[START OF Source passage]
I also think that's interesting about the pit mix. It would make sense for some dogs to be so sensitive that nail trimming is actually painful. I mean, with horses, some will get a bit tender after a trim, so why couldn't the same occur for dogs? My last horse would become very sore if he wasn't trimmed correctly. If the dog is actually feeling pain from a nail trim, then I don't think any amount of counter conditioning would have much of an effect. Just like Marley, Duke is fine with me touching him all over his paws and in-between his toes, but as soon as he sees the dremel/clippers it's all over, no matter how much counter conditioning I've done.

Currently, my routine (which normally takes place once a week, if I'm feeling up to it :redface is to tire Duke out to the point of exhaustion and feed him his dinner while I try to dremel as many of the longest nails as possible before we both lose it. I can get through 4 nails at the most... and even those aren't really "done." I like the idea of soaking his feet beforehand to soften up his nails, might try that next time. I also might start clipping one nail a day and then giving him dinner. Maybe he might start associating nail trims with dinner time.

I've also never taken him to the vet/groomer to get his nails done, as I'm somewhat terrified to take Duke somewhere where we would encounter multiple other dogs in close quarters. I feel like that's a disaster waiting to happen and would cause his reactivity to regress dramatically. If I wasn't dealing with reactivity, I would probably just give up and take him to the groomer :redface:.
[END OF Source passage]
### Written exercise 1:
Return each line of the entries that contains the string "pole", matching it case-sensitively.
The forum post about dog nail trimming and the entries that come after it have no connection to each other.
[START OF Material provided]
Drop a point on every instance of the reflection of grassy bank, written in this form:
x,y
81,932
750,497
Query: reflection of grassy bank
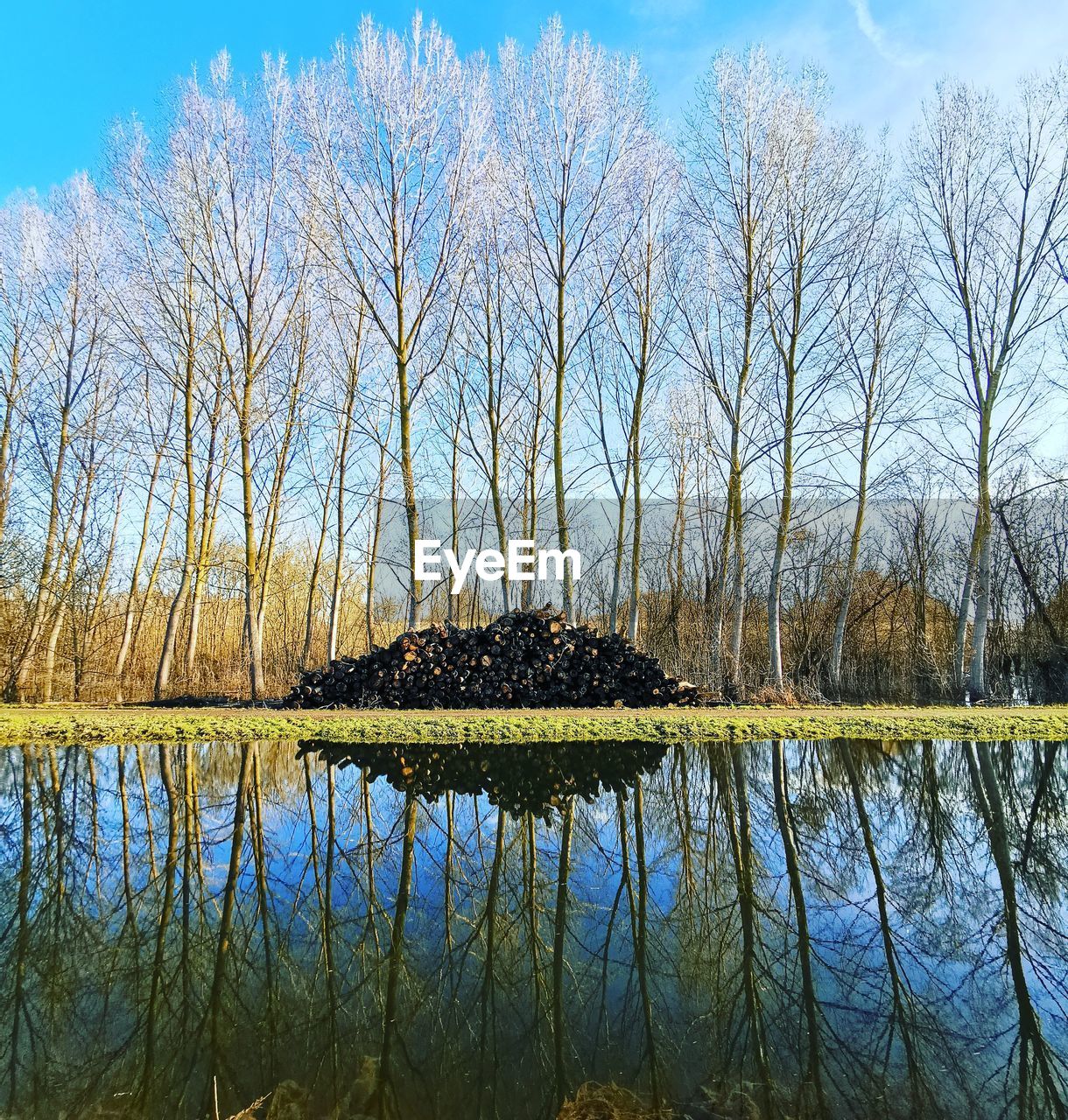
x,y
72,724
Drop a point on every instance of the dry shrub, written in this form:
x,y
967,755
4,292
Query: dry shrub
x,y
608,1102
776,698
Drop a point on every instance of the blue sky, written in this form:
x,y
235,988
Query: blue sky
x,y
68,68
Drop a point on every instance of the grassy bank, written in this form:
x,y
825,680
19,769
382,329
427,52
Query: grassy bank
x,y
73,724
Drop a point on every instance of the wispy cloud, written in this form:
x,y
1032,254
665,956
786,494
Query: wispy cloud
x,y
893,52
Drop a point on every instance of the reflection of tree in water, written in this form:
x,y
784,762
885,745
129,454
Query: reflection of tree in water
x,y
826,928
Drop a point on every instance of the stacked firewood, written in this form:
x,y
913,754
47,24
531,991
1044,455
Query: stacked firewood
x,y
519,777
526,659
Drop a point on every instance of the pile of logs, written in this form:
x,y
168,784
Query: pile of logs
x,y
526,659
519,777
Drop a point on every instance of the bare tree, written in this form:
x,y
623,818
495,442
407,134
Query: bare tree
x,y
396,127
990,204
572,122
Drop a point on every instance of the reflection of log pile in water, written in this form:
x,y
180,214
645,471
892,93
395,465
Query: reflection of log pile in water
x,y
520,777
530,659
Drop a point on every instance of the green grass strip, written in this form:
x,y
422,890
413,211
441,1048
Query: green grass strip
x,y
84,724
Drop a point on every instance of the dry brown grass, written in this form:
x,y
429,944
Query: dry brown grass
x,y
608,1102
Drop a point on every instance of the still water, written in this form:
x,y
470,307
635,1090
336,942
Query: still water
x,y
827,928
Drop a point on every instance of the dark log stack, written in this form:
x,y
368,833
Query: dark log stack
x,y
520,777
529,659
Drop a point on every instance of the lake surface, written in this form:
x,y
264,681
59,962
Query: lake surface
x,y
829,928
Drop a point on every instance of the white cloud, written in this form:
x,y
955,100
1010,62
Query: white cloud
x,y
887,48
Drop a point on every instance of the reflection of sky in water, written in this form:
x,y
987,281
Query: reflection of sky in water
x,y
944,899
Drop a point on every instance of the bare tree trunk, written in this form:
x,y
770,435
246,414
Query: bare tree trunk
x,y
851,563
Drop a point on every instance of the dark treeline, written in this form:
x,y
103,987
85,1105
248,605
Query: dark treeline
x,y
240,364
778,930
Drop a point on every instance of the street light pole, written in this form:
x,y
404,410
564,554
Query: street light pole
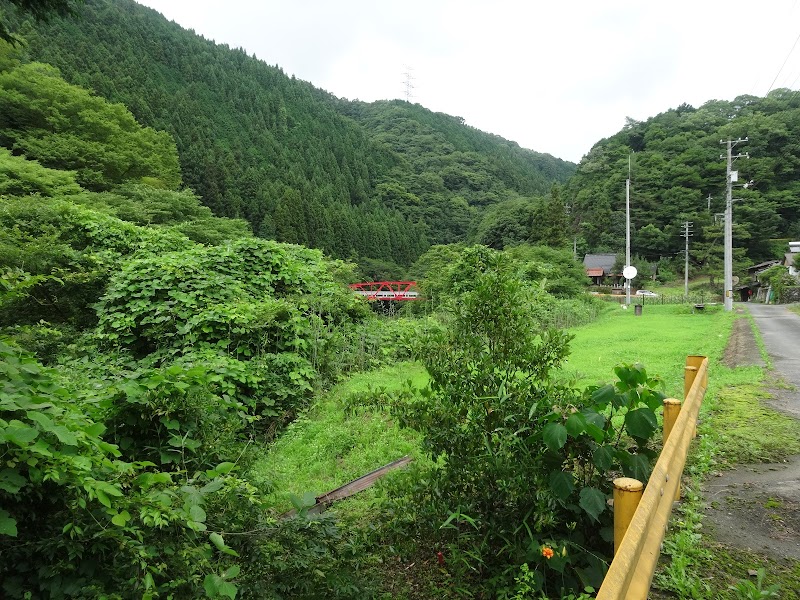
x,y
628,235
729,177
728,270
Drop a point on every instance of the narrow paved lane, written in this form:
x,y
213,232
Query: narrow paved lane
x,y
780,330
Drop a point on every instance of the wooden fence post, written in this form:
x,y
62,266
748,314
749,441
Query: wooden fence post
x,y
627,493
672,408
[END OF Material provided]
### Written exercise 2:
Print the forum post about dog nail trimming again in full, word for word.

### Result 1:
Drop a point on every instance of the street light pole, written in this form:
Query: street light pole

### Result 2:
I also think that's interesting about the pit mix. It would make sense for some dogs to be so sensitive that nail trimming is actually painful. I mean, with horses, some will get a bit tender after a trim, so why couldn't the same occur for dogs? My last horse would become very sore if he wasn't trimmed correctly. If the dog is actually feeling pain from a nail trim, then I don't think any amount of counter conditioning would have much of an effect. Just like Marley, Duke is fine with me touching him all over his paws and in-between his toes, but as soon as he sees the dremel/clippers it's all over, no matter how much counter conditioning I've done.

Currently, my routine (which normally takes place once a week, if I'm feeling up to it :redface is to tire Duke out to the point of exhaustion and feed him his dinner while I try to dremel as many of the longest nails as possible before we both lose it. I can get through 4 nails at the most... and even those aren't really "done." I like the idea of soaking his feet beforehand to soften up his nails, might try that next time. I also might start clipping one nail a day and then giving him dinner. Maybe he might start associating nail trims with dinner time.

I've also never taken him to the vet/groomer to get his nails done, as I'm somewhat terrified to take Duke somewhere where we would encounter multiple other dogs in close quarters. I feel like that's a disaster waiting to happen and would cause his reactivity to regress dramatically. If I wasn't dealing with reactivity, I would probably just give up and take him to the groomer :redface:.